# Location identification items

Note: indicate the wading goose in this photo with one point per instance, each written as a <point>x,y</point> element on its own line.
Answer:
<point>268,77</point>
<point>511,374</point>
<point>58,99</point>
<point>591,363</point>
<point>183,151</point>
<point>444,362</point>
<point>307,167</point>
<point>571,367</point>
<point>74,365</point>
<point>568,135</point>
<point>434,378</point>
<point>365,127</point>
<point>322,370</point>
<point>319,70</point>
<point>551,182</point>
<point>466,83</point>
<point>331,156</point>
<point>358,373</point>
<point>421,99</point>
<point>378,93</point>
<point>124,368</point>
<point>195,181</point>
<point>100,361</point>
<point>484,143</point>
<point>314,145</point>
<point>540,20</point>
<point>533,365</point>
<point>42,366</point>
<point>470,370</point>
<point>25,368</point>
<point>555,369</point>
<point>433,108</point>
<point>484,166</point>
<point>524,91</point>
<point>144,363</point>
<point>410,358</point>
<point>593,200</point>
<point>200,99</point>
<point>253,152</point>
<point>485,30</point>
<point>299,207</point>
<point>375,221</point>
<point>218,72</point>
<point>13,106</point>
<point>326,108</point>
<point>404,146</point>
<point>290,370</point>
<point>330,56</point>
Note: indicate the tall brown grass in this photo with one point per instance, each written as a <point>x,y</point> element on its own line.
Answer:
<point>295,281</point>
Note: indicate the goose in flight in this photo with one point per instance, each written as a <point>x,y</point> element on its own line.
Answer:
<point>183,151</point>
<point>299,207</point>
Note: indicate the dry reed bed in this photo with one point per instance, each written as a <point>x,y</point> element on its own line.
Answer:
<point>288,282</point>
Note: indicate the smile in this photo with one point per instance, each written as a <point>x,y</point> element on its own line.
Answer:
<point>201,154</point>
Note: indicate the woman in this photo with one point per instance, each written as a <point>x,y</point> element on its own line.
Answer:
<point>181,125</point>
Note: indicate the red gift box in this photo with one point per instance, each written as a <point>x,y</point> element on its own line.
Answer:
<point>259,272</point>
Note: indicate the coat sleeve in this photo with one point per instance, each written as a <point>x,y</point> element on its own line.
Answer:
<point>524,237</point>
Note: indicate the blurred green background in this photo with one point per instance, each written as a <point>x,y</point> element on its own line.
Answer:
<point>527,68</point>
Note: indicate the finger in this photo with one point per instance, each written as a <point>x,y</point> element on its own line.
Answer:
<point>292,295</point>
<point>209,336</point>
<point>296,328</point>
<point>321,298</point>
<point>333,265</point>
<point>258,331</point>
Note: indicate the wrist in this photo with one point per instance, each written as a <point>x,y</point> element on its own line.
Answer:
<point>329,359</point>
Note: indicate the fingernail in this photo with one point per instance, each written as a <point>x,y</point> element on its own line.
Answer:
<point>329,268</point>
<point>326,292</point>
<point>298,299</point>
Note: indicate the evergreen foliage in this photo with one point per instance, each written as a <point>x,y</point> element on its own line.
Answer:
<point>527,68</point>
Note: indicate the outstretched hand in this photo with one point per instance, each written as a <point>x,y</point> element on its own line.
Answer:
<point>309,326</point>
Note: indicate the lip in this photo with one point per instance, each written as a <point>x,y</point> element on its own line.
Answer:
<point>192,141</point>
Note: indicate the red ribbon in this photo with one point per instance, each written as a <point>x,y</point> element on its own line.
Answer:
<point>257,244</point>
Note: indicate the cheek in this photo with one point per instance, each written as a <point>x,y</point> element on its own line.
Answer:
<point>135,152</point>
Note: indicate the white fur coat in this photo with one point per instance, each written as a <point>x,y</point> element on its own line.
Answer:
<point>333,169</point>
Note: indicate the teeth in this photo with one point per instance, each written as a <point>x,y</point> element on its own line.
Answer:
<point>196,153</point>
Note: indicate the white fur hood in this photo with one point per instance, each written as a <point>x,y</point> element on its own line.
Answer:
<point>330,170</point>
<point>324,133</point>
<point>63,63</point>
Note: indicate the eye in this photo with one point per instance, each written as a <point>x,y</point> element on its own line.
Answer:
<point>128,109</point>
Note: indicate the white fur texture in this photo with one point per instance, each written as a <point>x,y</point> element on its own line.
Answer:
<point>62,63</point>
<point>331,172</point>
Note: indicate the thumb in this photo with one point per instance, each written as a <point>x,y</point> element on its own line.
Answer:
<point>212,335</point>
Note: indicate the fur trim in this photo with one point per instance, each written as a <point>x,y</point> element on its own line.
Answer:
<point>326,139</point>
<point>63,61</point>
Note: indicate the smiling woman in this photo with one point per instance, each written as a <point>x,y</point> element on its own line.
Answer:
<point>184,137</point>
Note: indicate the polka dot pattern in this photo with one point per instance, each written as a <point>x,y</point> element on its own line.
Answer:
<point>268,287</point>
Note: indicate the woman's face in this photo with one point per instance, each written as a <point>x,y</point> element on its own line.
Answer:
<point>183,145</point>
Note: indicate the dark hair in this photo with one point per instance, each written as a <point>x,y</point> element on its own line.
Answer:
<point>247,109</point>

# What is expected
Exactly reproduce all of the entries above.

# Solution to this task
Note: indicate the wading goose in this photo with one point per instance, each written as a <point>x,y</point> element on its own line.
Answer:
<point>268,77</point>
<point>511,374</point>
<point>58,99</point>
<point>591,363</point>
<point>183,151</point>
<point>444,362</point>
<point>307,167</point>
<point>571,367</point>
<point>74,365</point>
<point>568,135</point>
<point>434,378</point>
<point>365,127</point>
<point>322,370</point>
<point>319,70</point>
<point>551,182</point>
<point>466,83</point>
<point>331,156</point>
<point>358,373</point>
<point>421,99</point>
<point>378,93</point>
<point>124,368</point>
<point>195,181</point>
<point>100,361</point>
<point>484,143</point>
<point>314,145</point>
<point>540,20</point>
<point>533,365</point>
<point>42,366</point>
<point>470,370</point>
<point>25,368</point>
<point>555,369</point>
<point>433,108</point>
<point>484,166</point>
<point>524,91</point>
<point>144,363</point>
<point>410,358</point>
<point>593,200</point>
<point>200,99</point>
<point>253,152</point>
<point>485,30</point>
<point>299,207</point>
<point>375,221</point>
<point>218,72</point>
<point>13,106</point>
<point>326,108</point>
<point>404,146</point>
<point>290,370</point>
<point>330,56</point>
Note: indicate the tall brown grass in this photo with one point per instance, each written as a <point>x,y</point> element on its own line.
Answer:
<point>295,281</point>
Note: indicate the goose in flight in this photo with one point per instance, each written as a <point>x,y</point> element on its own line.
Answer:
<point>183,151</point>
<point>299,207</point>
Note: indicate the dry reed bed in this photo with one point per instance, each written as a <point>x,y</point> element on its own line.
Answer:
<point>288,282</point>
Note: indicate the smile in this photo with one point per instance, each written as a <point>x,y</point> element on its own line.
Answer:
<point>201,154</point>
Note: indicate the woman in this photo with one point per instance, each written as a <point>x,y</point> element on its own line.
Answer:
<point>181,125</point>
Note: indicate the red gift box in this photo with one point per instance, each written as a <point>x,y</point> element on its own line.
Answer:
<point>259,272</point>
Note: indicate the coat sleeve in this photo with one point per instance, each written as a <point>x,y</point> element on its own line.
Answer:
<point>524,237</point>
Note: indicate the blurred green background in this photo with one point per instance, each written as a <point>x,y</point> element on its own line.
Answer:
<point>527,68</point>
Note: indicate the finger in this photo with one point per instance, each written as a <point>x,y</point> element on its own line.
Answer:
<point>292,295</point>
<point>209,336</point>
<point>296,328</point>
<point>321,298</point>
<point>333,265</point>
<point>258,331</point>
Note: indicate the wrist in this photo with one point per instance, each written as a <point>x,y</point> element on its own line.
Answer:
<point>329,359</point>
Note: indicate the fingernail in this photo with one point per instance, each written as a <point>x,y</point> element on its own line.
Answer:
<point>329,268</point>
<point>326,292</point>
<point>298,299</point>
Note: indicate the evergreen foliage in this photo with one point per instance, each written as a <point>x,y</point> element on its own line.
Answer:
<point>527,68</point>
Note: indicate the outstretched hand in this photo with one point per instance, each written as a <point>x,y</point> element on its own line.
Answer:
<point>309,326</point>
Note: indicate the lip in this photo with one point per instance, each written as a <point>x,y</point> element on its own line.
Answer:
<point>192,141</point>
Note: indicate the red ribbon in this photo with one point per instance, each written as a <point>x,y</point> element on its own line.
Answer:
<point>257,244</point>
Note: indicate the cheek in this photo with one point per instance, each written as a <point>x,y</point> element on its own line.
Answer:
<point>135,152</point>
Note: indicate the white fur coat in this photo with one point per instance, each written as a <point>x,y</point> element on its own line.
Answer:
<point>333,169</point>
Note: indicate the teeth in this photo with one point per instance, each written as a <point>x,y</point> element on its own line.
Answer:
<point>196,153</point>
Note: indicate the white fur hood in this photo with one point per instance, each written as a <point>x,y</point> element on its own line.
Answer:
<point>330,170</point>
<point>324,133</point>
<point>63,63</point>
Note: indicate the eye in this photo with one point per instance, each written as a <point>x,y</point> element on its own line.
Answer:
<point>128,109</point>
Note: indicate the white fur texture in this photo with one point per instance, each written as a <point>x,y</point> element on its own line.
Answer:
<point>62,63</point>
<point>331,172</point>
Note: indicate the thumb in this photo with one point per instance, each written as a <point>x,y</point> element on its own line.
Answer:
<point>212,335</point>
Note: indicate the fur trim in this photo with one point per instance, each written as a <point>x,y</point> element on its own line.
Answer:
<point>326,139</point>
<point>63,61</point>
Note: indicate the smiling woman in this photo with one point per instance, each written as a <point>x,y</point> element on its own line.
Answer:
<point>184,137</point>
Note: indicate the polka dot pattern in this photo with one point per instance, each written as a <point>x,y</point> element on its own line.
Answer:
<point>268,287</point>
Note: indicate the woman's face in this photo with one point per instance, each written as a <point>x,y</point> element on its own line.
Answer:
<point>183,145</point>
Note: indicate the dark hair in this photo with one point per instance, each written as a <point>x,y</point> element on its own line.
Answer:
<point>247,109</point>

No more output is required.